• ASSIGNMENT
Return the lines of the data below starting at the one holding "Target: landing gear wheel" and ending at the one holding "Target: woman's face", word for word, leaving every picture out.

*** INPUT DATA Section Begins ***

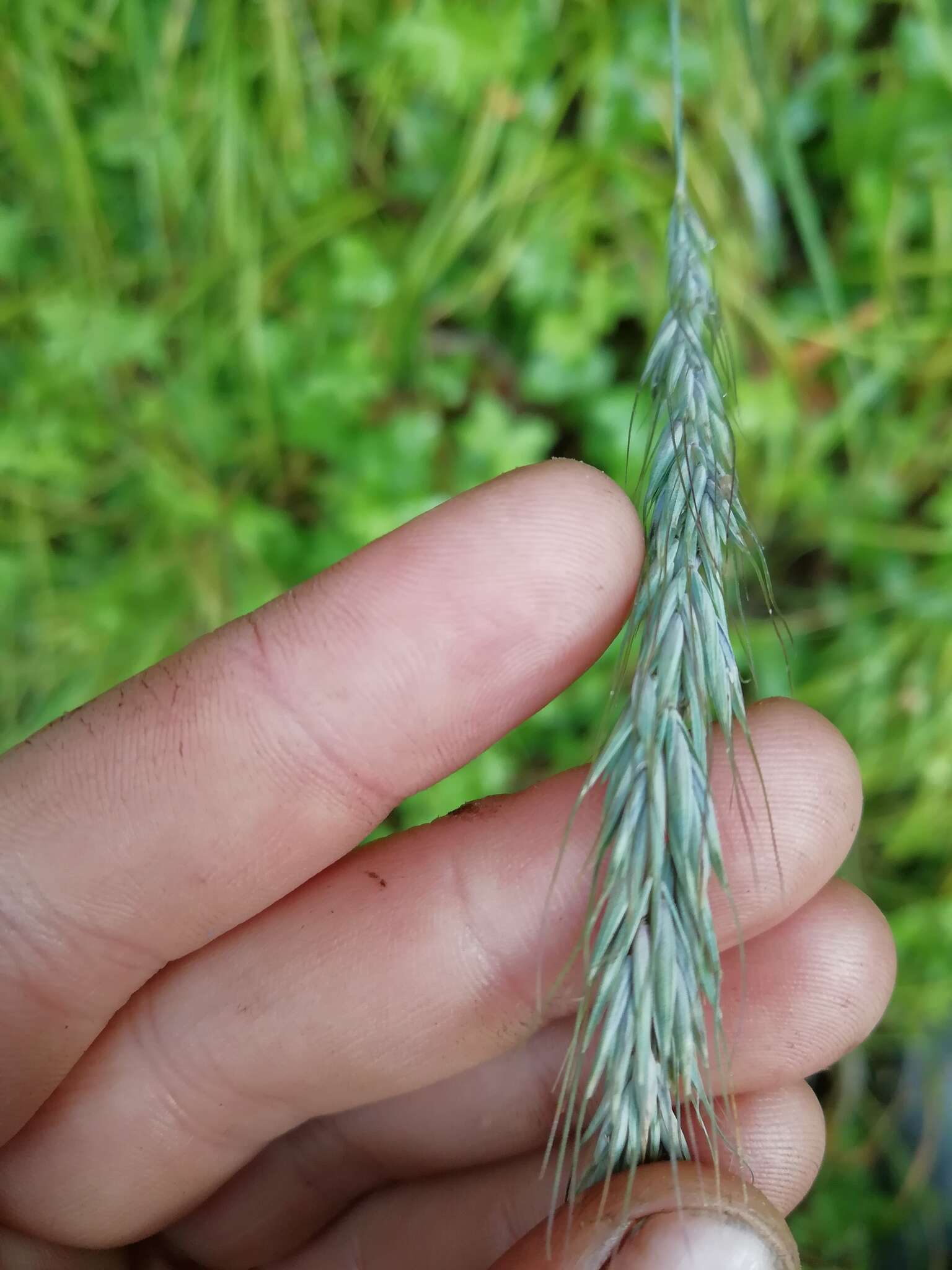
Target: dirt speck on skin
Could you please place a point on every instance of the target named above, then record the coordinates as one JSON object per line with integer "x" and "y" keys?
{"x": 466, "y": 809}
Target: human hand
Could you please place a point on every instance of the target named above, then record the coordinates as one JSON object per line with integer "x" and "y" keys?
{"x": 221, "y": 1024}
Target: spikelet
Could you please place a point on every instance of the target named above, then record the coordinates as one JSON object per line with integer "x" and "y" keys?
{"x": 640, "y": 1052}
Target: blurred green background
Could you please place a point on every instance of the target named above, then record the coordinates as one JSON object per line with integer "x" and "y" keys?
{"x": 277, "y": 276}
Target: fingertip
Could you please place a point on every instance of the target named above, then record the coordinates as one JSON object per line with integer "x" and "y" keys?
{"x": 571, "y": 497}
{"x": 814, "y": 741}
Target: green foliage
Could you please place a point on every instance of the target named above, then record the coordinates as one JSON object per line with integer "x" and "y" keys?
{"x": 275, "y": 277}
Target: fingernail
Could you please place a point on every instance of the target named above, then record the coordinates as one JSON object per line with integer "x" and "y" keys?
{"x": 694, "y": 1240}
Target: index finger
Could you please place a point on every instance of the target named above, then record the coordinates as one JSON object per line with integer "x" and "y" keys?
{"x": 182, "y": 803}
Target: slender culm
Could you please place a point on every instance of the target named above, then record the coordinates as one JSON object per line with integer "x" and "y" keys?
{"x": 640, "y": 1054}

*** INPUT DATA Section Ends ***
*** INPUT DATA Section Begins ***

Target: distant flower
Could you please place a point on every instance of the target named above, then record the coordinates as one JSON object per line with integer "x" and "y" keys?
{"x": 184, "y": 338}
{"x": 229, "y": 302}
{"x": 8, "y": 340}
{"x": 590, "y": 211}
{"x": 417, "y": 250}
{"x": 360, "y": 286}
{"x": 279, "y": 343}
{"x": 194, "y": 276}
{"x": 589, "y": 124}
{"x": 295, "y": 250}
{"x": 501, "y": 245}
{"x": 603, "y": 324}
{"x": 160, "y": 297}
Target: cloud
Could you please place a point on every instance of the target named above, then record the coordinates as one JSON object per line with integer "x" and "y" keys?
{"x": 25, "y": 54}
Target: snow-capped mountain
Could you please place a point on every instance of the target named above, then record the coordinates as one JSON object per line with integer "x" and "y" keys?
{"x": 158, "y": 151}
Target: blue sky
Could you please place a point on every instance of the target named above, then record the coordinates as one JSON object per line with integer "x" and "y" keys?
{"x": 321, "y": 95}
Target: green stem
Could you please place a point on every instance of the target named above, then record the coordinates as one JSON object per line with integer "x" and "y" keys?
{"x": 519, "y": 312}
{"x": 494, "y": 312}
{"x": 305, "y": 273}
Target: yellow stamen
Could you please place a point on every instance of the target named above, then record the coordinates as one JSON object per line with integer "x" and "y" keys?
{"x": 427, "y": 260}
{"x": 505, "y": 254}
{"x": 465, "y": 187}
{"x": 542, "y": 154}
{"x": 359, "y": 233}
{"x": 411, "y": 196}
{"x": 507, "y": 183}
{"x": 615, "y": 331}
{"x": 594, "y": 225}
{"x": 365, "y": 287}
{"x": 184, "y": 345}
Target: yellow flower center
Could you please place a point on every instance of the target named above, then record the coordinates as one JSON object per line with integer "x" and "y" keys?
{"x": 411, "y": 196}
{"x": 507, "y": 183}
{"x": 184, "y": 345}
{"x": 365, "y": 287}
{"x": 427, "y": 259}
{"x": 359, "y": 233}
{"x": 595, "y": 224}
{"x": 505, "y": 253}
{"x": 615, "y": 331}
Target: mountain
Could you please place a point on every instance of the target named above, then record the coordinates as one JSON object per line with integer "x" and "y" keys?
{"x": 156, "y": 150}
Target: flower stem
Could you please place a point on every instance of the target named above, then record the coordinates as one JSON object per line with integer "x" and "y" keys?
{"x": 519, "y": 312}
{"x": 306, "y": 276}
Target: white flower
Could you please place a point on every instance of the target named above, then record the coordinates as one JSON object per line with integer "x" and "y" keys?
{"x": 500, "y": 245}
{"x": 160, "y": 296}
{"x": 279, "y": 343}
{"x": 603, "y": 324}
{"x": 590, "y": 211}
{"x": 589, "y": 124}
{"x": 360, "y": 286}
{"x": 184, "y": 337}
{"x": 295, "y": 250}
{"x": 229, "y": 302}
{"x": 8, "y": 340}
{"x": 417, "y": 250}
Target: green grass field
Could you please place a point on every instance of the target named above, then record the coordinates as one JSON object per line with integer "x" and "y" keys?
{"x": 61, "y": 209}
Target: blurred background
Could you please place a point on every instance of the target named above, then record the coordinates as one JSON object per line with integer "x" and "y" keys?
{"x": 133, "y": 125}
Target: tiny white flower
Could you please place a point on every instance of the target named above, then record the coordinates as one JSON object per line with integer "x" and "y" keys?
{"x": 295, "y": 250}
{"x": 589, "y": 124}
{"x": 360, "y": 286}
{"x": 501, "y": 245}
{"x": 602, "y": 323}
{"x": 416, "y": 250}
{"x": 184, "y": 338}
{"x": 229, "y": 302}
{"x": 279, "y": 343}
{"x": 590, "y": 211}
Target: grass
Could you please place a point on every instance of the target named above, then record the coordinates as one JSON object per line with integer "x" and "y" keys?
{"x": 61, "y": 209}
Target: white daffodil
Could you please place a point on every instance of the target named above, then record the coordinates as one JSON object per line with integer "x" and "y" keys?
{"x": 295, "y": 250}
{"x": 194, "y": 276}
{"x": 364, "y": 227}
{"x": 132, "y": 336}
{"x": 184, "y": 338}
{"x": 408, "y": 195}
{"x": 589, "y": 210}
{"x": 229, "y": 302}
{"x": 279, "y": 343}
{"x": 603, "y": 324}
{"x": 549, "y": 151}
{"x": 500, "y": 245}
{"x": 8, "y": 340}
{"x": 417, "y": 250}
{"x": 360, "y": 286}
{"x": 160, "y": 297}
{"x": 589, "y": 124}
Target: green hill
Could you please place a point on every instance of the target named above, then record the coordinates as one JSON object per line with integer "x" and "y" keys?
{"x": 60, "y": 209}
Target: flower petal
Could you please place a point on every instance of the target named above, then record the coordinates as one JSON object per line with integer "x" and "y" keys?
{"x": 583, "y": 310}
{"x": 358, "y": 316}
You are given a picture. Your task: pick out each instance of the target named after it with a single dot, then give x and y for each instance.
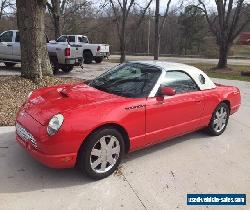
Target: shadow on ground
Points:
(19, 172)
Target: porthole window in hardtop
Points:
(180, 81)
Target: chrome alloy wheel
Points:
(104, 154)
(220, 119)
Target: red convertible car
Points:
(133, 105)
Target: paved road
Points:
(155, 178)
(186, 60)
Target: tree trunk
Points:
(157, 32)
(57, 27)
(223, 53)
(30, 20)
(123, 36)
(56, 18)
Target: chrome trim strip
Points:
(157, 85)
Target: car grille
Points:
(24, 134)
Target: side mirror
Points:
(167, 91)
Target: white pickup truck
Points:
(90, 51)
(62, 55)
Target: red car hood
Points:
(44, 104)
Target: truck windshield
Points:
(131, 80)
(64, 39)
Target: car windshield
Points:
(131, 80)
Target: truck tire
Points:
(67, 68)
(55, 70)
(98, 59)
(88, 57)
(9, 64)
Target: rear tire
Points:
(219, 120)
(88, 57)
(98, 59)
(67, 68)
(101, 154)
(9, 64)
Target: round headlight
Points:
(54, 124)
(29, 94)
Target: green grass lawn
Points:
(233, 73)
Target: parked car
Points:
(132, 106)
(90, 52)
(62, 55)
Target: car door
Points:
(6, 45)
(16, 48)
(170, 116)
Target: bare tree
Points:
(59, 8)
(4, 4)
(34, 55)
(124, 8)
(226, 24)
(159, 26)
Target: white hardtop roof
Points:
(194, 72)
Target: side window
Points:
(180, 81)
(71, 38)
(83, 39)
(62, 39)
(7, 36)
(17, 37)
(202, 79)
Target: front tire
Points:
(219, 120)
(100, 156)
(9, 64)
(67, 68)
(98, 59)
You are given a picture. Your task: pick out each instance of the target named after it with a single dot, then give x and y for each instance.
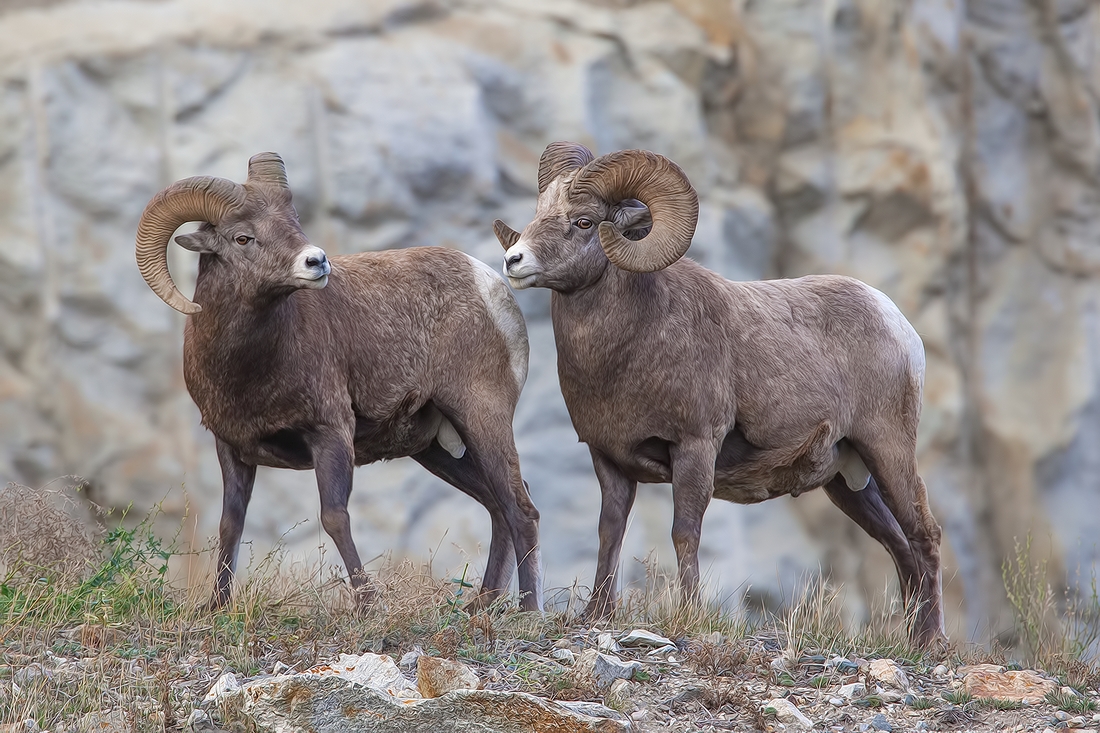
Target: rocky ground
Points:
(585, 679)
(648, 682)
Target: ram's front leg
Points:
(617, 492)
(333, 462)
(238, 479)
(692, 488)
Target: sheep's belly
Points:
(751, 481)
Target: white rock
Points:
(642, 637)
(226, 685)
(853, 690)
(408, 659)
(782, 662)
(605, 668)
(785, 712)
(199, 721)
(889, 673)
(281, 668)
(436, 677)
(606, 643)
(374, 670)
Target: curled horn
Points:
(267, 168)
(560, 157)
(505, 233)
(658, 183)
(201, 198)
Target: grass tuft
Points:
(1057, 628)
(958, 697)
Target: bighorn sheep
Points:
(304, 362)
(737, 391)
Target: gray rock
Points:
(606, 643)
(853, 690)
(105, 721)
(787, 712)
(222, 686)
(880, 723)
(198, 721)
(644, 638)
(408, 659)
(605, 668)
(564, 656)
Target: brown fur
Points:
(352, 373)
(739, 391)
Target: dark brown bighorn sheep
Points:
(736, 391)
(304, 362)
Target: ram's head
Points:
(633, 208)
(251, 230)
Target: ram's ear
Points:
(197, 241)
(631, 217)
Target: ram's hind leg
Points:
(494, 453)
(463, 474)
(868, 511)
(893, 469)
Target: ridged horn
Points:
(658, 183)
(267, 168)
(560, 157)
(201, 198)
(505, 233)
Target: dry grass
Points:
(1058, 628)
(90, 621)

*** INPUT DATA Section Ends ***
*** INPUT DATA Section Begins ***

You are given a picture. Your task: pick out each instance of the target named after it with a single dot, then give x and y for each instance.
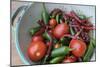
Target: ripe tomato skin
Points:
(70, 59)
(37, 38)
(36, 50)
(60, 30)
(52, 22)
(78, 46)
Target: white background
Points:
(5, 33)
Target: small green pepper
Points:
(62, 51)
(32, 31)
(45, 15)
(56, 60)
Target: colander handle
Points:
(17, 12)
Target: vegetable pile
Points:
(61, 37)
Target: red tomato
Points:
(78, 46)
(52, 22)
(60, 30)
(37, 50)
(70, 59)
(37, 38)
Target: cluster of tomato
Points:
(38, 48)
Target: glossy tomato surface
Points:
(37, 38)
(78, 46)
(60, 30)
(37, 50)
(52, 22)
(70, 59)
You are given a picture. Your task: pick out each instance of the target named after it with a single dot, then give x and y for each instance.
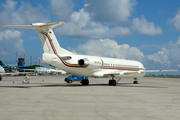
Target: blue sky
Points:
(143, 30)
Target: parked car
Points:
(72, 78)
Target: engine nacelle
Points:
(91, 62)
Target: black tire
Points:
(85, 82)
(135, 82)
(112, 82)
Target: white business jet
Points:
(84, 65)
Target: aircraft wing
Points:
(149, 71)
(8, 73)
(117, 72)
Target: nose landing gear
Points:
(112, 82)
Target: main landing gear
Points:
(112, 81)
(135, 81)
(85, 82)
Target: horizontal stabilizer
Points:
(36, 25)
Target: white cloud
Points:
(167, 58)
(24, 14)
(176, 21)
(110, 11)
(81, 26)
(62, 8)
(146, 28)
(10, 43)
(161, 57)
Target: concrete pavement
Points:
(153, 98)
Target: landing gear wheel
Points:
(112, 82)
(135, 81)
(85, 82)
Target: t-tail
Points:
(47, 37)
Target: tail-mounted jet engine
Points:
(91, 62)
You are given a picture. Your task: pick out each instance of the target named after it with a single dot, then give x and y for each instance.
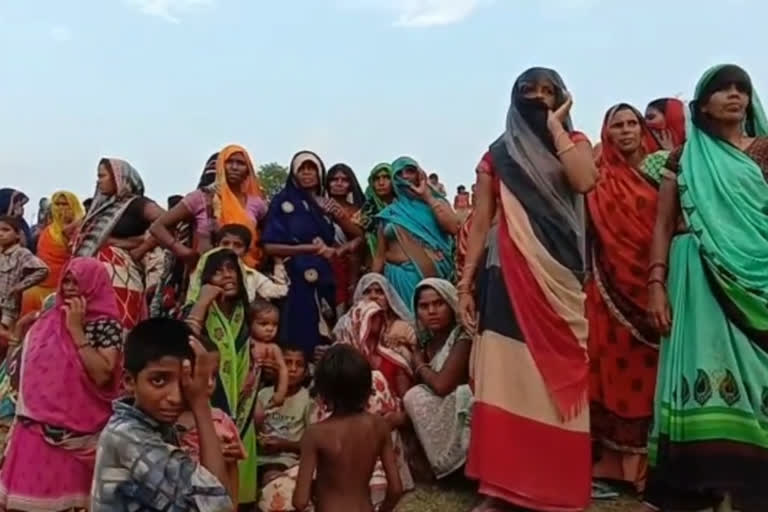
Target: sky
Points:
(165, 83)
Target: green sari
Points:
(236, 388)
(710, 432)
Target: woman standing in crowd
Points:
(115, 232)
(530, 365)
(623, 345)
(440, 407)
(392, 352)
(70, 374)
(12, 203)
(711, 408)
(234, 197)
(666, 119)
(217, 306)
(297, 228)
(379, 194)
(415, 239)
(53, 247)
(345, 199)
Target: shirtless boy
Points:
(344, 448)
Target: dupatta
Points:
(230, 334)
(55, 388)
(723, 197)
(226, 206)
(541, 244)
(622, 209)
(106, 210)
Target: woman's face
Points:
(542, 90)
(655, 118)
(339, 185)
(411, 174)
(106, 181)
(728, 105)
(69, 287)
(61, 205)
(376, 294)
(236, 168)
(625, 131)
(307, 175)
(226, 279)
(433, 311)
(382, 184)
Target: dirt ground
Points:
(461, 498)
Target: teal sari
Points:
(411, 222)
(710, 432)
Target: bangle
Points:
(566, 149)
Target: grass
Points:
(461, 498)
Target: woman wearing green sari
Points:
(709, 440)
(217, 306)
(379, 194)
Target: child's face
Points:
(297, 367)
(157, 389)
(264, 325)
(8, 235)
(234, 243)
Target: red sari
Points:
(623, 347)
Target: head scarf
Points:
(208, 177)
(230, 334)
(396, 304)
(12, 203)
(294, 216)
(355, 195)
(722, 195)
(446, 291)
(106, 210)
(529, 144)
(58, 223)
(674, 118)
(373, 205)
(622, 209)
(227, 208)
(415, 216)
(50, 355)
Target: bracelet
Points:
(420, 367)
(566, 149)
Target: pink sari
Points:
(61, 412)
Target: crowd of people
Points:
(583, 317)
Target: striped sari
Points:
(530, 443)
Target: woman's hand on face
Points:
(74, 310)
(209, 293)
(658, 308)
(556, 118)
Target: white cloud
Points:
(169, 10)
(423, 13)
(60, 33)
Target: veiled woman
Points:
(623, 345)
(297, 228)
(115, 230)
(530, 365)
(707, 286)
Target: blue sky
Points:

*** INPUT DATA Section Ends ***

• ANSWER SECTION
Target: landing gear wheel
Points:
(112, 82)
(135, 81)
(85, 82)
Target: t-tail
Points:
(47, 37)
Target: tail-mounted jet engine
Points:
(91, 62)
You are given a picture. Your task: pick out each instance of the target named after it with a single dot, then give x and y for each instance.
Target: sky
Points:
(165, 83)
Target: green sari
Points:
(236, 388)
(710, 432)
Target: woman standing in crowd
Points:
(115, 232)
(530, 365)
(623, 345)
(440, 407)
(392, 352)
(70, 374)
(12, 203)
(711, 408)
(234, 197)
(666, 119)
(217, 306)
(297, 228)
(379, 194)
(415, 239)
(53, 247)
(345, 199)
Target: shirtless boy
Points:
(344, 448)
Target: dupatta
Points:
(230, 334)
(55, 388)
(723, 197)
(226, 206)
(541, 244)
(622, 209)
(106, 210)
Target: woman's face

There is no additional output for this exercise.